▶ _Short problem 1_
Retype the passage of the HDFS-only cluster post that runs between "HDFS-Only Cluster through" and "all the pieces.", inclusive.
▶ _Short problem 2_
Decide whether each statement below agrees with the HDFS-only cluster post, answering yes or no and quoting the deciding words from the post: (a) Setting up all the pieces took less than 10 minutes. (b) The donly/spec.json file was made by copying conly/spec.json. (c) The DataMaster node group can have up to three VMs.

HDFS-Only Cluster through Big Data Extensions

After working with EMC over the summer and evaluating the capabilities of utilizing Isilon storage as an HDFS layer, including the NameNode, it got me thinking about how the VMware Big Data Extensions could be utilized to create the exact same functionality. If you’ve read any of the other posts around extending the capabilities of BDE beyond just what it ships with, you’ll know the framework allows an administrator to do nearly anything they can imagine.

As with creating a Zookeeper-only cluster, all of the functionality for a HDFS-only cluster is already built into BDE — it is just a matter of unlocking it. It took less than 10 minutes to set up all the pieces.

I needed to add Cloudera 5.2.1 support into my new BDE 2.1 lab environment, so the first command sets that functionality up. After that, the rest of commands are all that are needed:

# config-distro.rb --name cdh5 --vendor CDH --version 5.2.1 --repos http://archive.cloudera.com/cdh5/redhat/6/x86_64/cdh/cloudera-cdh5.repo
# cd /opt/serengeti/www/specs/Ironfan/hadoop2/
# mkdir -p donly
# cp conly/spec.json donly/spec.json
# vim donly/spec.json

I configured the donly/spec.json file to include the following:

  1 {
  2   "nodeGroups":[
  3     {
  4       "name": "DataMaster",
  5       "description": "It is the VM running the Hadoop NameNode service. It manages HDFS data and assigns tasks to workers. The number of VM can only be one. User can specify     size of VM.",
  6       "roles": [
  7         "hadoop_namenode"
  8       ],
  9       "groupType": "master",
 10       "instanceNum": "[1,1,1]",
 11       "instanceType": "[MEDIUM,SMALL,LARGE,EXTRA_LARGE]",
 12       "cpuNum": "[2,1,64]",
 13       "memCapacityMB": "[7500,3748,max]",
 14       "storage": {
 15         "type": "[SHARED,LOCAL]",
 16         "sizeGB": "[50,10,max]"

▶ _Items from a data source_
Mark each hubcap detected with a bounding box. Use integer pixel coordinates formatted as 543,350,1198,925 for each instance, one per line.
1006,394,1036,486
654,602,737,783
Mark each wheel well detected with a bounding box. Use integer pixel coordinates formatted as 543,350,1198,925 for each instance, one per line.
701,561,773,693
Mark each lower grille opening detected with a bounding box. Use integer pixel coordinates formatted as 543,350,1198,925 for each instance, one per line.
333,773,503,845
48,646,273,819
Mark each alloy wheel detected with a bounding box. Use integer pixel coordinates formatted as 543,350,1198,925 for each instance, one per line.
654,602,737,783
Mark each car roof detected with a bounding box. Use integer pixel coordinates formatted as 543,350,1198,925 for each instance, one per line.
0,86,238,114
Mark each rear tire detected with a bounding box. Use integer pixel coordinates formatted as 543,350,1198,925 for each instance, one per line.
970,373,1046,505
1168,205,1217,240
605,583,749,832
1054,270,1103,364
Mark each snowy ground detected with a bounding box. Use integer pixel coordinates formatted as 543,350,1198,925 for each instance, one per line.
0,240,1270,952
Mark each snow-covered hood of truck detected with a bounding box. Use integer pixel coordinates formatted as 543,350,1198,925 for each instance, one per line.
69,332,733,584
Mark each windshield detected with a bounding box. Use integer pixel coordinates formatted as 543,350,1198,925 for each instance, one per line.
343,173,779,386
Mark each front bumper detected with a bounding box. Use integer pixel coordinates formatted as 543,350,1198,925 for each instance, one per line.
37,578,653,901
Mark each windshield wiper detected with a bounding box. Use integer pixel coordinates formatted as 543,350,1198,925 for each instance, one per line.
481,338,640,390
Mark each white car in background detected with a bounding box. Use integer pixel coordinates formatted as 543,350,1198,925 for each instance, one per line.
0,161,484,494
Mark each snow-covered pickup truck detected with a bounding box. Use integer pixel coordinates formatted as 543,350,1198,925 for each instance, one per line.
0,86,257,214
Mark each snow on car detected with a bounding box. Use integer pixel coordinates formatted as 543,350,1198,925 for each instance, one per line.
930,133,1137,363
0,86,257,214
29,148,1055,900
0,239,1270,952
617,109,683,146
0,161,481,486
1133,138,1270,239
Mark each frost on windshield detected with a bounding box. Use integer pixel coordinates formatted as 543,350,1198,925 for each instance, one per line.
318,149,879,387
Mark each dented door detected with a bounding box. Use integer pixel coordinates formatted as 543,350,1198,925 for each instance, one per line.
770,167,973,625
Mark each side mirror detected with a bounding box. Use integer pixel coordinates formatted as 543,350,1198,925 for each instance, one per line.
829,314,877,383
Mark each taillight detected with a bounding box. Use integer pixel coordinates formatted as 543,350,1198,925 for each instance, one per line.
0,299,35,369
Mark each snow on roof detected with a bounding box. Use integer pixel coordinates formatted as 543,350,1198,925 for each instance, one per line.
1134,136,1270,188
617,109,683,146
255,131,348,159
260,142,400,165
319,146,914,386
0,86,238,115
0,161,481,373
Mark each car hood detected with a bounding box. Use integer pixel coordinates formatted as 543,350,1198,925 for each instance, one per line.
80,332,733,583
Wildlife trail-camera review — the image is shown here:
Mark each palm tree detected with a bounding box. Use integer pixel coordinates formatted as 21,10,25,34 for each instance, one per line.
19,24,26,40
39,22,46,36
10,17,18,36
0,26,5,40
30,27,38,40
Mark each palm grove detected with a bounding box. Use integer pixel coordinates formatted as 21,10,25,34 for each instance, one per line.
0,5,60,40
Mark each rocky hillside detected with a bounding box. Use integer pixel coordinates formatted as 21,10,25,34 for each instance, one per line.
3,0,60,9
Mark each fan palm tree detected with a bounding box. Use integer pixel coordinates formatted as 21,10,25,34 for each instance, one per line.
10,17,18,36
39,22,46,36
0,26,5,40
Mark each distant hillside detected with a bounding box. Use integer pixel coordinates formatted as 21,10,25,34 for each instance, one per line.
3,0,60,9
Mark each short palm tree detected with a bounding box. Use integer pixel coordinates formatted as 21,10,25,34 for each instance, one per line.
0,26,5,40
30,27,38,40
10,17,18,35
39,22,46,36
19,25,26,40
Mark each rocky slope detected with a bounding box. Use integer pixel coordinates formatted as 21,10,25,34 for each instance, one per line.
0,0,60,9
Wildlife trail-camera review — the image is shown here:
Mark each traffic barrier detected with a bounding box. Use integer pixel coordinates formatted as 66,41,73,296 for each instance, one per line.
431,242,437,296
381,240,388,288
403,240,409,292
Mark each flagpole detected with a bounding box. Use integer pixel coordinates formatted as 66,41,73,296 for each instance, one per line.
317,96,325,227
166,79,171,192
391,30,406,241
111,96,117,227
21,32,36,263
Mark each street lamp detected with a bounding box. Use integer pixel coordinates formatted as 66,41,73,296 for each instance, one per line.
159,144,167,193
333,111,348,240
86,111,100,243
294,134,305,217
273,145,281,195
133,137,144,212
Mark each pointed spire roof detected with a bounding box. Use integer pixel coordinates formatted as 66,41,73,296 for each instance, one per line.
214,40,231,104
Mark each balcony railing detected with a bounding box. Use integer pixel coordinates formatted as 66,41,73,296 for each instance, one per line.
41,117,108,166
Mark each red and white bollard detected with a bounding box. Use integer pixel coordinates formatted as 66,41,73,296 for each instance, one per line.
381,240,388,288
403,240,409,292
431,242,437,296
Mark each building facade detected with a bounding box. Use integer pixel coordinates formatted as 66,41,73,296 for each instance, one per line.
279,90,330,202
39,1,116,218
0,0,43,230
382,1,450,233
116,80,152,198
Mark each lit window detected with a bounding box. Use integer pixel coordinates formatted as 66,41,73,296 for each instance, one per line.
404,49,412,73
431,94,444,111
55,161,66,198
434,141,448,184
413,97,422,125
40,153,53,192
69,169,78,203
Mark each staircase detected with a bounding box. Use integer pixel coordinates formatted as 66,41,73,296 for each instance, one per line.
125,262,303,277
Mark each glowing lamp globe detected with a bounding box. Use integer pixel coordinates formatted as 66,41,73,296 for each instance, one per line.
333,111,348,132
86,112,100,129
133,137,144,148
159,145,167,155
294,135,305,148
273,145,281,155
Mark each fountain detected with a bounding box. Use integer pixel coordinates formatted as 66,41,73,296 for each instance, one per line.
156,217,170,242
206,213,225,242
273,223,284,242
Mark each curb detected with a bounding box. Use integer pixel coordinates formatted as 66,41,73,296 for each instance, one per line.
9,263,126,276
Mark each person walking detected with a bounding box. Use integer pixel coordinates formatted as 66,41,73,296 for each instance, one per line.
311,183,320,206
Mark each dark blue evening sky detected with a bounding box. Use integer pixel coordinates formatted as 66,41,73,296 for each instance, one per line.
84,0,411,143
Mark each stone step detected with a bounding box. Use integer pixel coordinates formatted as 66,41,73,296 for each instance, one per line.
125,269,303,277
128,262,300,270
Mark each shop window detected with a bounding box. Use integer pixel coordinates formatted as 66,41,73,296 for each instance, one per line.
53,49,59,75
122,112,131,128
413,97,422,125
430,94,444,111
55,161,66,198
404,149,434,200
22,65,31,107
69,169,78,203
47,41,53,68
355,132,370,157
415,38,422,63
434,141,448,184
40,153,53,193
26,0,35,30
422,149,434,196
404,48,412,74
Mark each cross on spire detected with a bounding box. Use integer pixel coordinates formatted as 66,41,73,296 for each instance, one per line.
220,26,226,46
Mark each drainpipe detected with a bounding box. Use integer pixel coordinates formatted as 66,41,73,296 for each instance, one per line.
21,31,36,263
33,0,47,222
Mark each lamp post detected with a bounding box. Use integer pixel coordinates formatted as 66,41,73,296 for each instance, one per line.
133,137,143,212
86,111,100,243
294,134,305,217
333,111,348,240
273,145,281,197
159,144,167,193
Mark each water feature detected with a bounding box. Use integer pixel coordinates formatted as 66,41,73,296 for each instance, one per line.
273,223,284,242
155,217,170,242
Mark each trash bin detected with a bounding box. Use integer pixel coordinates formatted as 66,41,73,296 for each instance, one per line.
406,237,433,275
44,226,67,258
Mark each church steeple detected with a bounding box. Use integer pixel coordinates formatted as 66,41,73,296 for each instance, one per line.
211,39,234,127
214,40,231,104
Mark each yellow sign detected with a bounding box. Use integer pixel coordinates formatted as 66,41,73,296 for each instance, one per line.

▶ _Exercise solution 1_
HDFS-Only Cluster through Big Data Extensions

After working with EMC over the summer and evaluating the capabilities of utilizing Isilon storage as an HDFS layer, including the NameNode, it got me thinking about how the VMware Big Data Extensions could be utilized to create the exact same functionality. If you’ve read any of the other posts around extending the capabilities of BDE beyond just what it ships with, you’ll know the framework allows an administrator to do nearly anything they can imagine.

As with creating a Zookeeper-only cluster, all of the functionality for a HDFS-only cluster is already built into BDE — it is just a matter of unlocking it. It took less than 10 minutes to set up all the pieces.

▶ _Exercise solution 2_
(a) Yes: "It took less than 10 minutes to set up all the pieces."
(b) Yes: "# cp conly/spec.json donly/spec.json"
(c) No: "The number of VM can only be one."